[Entries from a point annotation set]
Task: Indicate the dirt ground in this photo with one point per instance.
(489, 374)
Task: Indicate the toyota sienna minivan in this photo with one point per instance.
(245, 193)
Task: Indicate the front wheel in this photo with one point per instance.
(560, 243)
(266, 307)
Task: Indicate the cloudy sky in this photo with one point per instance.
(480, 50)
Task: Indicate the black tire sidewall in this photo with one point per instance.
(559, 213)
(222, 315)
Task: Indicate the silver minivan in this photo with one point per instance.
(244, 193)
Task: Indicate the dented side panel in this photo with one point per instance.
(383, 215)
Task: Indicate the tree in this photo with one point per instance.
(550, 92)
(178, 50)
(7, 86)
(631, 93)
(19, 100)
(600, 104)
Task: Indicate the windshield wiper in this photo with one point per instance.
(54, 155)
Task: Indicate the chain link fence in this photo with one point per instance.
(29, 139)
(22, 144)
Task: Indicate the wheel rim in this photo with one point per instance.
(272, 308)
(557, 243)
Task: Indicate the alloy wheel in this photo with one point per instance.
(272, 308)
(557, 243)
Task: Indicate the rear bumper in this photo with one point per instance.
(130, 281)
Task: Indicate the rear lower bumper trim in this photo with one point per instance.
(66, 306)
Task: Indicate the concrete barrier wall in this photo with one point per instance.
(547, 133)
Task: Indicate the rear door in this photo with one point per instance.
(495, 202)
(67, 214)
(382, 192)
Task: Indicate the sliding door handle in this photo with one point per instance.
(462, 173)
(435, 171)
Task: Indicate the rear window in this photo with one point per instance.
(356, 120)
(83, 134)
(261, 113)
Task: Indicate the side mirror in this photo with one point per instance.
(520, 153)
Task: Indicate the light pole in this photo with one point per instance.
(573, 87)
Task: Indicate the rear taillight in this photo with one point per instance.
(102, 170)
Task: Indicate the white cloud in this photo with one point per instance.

Aim of the task: Rewrite all of the records with "Indicate" replaced by "Mark" and nothing else altered.

Answer to this exercise:
Task: Mark the dirt ground in this photo with one point per instance.
(489, 374)
Task: Mark the toyota sienna minivan in this photo with one point per instance.
(245, 193)
Task: Mark the front wheel in this photo with one point per instance.
(560, 243)
(266, 307)
Task: Mark the cloudy sky in this photo with one point per instance.
(480, 50)
Task: Mark the black tire sidewall in this photo with one point per instance.
(559, 213)
(222, 315)
Task: Mark the silver minivan in this photo with one point per instance.
(244, 193)
Task: Mark the dented side panel in this photo with one point per instance.
(383, 215)
Task: Mark the tree in this photo with one point per instance.
(550, 92)
(178, 50)
(7, 86)
(631, 93)
(19, 100)
(600, 104)
Task: Mark the windshield wiper in this photo with one point per instance.
(54, 155)
Task: Mark the chain link fence in this photo with one point per instance.
(29, 139)
(22, 144)
Task: Mark the wheel rim in this photo with one point per instance.
(272, 308)
(557, 243)
Task: Mark the alloy wheel in this photo with one point per instance.
(272, 308)
(557, 243)
Task: Mark the rear bumper in this photo with one point per instance.
(130, 281)
Task: Mark the rear lower bumper trim in this photo with one point per instance.
(66, 306)
Task: Mark the concrete barrier wall in this photo with one point per instance.
(547, 133)
Task: Mark the rear door in this photo with one point per instance.
(495, 202)
(67, 214)
(382, 192)
Task: Mark the sliding door handle in this photo with one point per instance.
(462, 173)
(435, 171)
Task: Mark the rear window in this photo with one point per instance.
(356, 120)
(83, 134)
(261, 113)
Task: Mark the side mirror in this photo with one point per instance.
(520, 153)
Task: Mark the light pole in this photo with one point per instance.
(573, 87)
Task: Mark the rear taillight in this photo with one point per instance.
(102, 170)
Task: Mark the white cloud in this photo with one point per instance.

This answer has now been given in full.